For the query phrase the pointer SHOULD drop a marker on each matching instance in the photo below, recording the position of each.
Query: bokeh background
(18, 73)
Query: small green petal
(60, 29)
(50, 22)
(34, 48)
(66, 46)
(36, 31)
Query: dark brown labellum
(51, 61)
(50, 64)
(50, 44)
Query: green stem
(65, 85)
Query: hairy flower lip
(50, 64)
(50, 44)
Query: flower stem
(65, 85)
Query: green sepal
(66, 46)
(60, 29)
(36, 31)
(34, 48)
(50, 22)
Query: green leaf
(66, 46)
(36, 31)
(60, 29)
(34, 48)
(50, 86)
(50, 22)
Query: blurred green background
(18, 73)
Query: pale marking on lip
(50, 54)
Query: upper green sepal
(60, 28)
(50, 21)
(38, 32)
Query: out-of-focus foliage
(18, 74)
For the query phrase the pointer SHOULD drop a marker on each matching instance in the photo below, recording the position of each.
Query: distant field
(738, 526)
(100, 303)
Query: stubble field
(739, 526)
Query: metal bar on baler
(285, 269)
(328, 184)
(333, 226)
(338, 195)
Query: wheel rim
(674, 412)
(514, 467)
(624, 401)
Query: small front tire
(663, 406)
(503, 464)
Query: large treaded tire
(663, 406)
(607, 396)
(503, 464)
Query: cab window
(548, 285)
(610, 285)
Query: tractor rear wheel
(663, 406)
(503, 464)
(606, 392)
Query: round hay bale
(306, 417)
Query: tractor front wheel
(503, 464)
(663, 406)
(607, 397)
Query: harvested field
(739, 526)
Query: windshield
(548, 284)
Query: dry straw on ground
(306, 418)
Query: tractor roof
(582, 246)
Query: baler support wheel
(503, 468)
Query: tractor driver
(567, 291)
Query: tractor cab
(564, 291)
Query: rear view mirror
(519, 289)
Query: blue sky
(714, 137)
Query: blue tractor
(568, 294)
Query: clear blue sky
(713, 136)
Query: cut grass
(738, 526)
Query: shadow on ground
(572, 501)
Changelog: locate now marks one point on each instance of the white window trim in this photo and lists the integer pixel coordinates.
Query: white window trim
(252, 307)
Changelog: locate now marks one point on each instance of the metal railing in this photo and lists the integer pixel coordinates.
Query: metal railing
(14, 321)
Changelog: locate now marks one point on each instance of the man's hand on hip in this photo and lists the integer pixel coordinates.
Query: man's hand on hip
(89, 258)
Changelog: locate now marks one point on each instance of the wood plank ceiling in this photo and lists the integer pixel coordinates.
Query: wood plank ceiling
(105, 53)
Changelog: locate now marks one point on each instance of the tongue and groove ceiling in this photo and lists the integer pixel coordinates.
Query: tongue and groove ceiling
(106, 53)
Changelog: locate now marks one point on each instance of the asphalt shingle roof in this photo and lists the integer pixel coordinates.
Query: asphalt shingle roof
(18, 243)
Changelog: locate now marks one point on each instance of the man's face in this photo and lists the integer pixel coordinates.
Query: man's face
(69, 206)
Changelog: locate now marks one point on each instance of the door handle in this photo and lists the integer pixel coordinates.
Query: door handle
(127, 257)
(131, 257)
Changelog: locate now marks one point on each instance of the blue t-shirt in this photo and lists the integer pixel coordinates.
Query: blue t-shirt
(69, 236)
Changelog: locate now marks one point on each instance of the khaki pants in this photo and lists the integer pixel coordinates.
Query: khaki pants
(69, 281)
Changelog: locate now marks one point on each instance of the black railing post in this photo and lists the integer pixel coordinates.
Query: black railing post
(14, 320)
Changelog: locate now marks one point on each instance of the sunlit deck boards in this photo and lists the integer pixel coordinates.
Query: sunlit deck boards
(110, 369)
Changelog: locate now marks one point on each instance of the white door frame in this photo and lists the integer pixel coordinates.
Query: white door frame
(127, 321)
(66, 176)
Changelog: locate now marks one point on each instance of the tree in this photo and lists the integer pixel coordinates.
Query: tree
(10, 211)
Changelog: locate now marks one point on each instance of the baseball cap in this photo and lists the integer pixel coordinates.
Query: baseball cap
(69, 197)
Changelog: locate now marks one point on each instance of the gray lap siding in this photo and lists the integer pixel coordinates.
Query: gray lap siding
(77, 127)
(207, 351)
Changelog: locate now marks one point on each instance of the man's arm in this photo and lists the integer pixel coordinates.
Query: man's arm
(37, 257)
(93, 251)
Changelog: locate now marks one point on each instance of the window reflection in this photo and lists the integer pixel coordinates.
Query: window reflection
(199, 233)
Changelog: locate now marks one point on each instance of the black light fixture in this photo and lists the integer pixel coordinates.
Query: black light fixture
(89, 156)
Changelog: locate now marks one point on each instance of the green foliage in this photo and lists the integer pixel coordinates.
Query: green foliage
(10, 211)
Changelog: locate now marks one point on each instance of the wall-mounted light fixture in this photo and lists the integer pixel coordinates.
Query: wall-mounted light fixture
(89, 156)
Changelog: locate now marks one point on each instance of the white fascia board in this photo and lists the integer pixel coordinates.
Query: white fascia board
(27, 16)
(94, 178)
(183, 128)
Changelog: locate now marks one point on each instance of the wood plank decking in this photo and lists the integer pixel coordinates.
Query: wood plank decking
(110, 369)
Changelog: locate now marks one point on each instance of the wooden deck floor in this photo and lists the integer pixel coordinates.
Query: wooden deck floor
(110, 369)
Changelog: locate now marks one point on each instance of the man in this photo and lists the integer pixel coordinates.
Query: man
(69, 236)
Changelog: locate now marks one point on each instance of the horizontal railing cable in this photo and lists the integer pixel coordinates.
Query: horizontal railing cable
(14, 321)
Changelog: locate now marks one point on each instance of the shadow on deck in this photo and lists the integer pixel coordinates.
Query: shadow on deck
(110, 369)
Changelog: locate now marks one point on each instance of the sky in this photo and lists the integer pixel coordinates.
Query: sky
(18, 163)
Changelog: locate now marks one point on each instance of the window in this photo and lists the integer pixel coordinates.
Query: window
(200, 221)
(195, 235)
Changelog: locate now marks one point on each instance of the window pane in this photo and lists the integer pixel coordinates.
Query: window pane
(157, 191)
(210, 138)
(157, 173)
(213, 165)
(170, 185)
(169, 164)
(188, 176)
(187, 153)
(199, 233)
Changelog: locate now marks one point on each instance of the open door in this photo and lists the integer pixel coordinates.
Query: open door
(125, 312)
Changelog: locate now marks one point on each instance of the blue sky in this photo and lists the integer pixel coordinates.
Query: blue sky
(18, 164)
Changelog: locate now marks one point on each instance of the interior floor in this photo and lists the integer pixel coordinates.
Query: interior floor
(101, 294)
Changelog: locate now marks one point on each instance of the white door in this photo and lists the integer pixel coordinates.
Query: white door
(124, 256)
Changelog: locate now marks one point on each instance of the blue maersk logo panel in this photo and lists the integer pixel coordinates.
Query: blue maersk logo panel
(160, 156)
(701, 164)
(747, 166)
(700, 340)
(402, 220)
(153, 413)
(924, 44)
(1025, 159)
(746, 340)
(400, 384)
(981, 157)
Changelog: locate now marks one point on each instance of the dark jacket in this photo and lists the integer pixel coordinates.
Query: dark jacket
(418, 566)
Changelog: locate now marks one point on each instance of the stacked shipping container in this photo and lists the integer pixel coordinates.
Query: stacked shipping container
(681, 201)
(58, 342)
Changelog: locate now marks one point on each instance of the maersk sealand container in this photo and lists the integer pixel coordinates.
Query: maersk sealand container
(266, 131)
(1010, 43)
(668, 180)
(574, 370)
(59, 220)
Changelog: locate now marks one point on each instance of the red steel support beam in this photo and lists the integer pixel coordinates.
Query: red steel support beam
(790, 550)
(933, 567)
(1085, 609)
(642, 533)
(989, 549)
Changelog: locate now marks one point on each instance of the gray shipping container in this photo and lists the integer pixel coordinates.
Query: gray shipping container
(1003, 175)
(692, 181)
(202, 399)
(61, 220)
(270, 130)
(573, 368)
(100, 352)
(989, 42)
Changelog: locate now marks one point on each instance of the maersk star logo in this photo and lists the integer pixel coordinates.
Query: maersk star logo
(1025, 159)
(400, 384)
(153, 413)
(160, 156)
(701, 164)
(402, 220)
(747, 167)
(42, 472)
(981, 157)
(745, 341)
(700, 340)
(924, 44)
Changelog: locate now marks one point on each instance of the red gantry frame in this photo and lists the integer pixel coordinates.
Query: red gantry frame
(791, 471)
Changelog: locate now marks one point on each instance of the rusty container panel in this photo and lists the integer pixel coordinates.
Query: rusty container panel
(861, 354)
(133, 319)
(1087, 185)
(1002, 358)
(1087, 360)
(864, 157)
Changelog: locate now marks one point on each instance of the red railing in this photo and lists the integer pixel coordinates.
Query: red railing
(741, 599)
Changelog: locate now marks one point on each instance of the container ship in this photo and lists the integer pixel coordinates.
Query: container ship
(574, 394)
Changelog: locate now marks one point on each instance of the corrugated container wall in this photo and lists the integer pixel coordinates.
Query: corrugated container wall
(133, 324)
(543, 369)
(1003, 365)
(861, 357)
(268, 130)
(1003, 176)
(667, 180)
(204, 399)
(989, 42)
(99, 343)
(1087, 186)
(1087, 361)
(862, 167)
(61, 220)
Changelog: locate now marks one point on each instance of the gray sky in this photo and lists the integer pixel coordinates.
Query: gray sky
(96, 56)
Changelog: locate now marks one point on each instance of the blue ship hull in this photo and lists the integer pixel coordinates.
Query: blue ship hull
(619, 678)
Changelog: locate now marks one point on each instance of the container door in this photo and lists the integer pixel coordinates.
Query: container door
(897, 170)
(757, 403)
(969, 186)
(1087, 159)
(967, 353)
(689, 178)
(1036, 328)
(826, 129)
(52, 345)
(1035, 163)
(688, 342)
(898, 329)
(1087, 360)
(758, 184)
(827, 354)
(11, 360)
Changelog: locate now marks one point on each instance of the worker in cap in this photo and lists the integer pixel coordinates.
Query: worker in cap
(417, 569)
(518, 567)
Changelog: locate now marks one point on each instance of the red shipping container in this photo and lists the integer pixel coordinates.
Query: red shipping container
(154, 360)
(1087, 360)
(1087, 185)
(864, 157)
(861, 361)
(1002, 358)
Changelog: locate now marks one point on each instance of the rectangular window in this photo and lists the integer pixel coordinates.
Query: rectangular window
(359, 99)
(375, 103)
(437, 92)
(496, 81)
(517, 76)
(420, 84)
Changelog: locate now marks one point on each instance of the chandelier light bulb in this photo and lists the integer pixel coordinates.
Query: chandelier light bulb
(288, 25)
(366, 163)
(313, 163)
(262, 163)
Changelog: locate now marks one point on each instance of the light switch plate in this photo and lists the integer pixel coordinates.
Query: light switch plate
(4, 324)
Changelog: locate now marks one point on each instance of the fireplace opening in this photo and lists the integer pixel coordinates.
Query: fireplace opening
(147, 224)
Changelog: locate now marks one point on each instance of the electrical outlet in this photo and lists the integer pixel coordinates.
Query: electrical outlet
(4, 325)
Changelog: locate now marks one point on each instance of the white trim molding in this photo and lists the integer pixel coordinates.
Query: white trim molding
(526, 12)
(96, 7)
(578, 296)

· · · · · · ·

Copy out precisely the lines from the line with "the blue maersk" to the line with "the red steel" in the material above, including those two lines and omitting all the rest.

Changelog: locate now marks one point on each instance of the blue maersk logo panel in this photo and lists the integer pixel coordinates.
Query: blue maersk logo panel
(160, 156)
(701, 164)
(747, 166)
(700, 340)
(402, 220)
(153, 413)
(924, 44)
(1025, 159)
(746, 340)
(400, 384)
(981, 157)
Changelog: locate now marks one point on each instance of the dark jacket in this photo and lists the integer pixel coordinates.
Query: dark jacket
(418, 566)
Changelog: locate now marks one point on each instance of the stacked shipping container in this photo and lists the integer pixel coordinates.
Query: stacked shipping container
(681, 201)
(58, 342)
Changelog: locate now marks one point on each instance of the maersk sealand container in this photo and lists the integer pixel coordinates.
Query: maersk sealand container
(266, 131)
(1010, 43)
(668, 180)
(574, 370)
(59, 220)
Changelog: locate now marks one point on each instance of the red steel support beam in this photo and lists the integer pixel coordinates.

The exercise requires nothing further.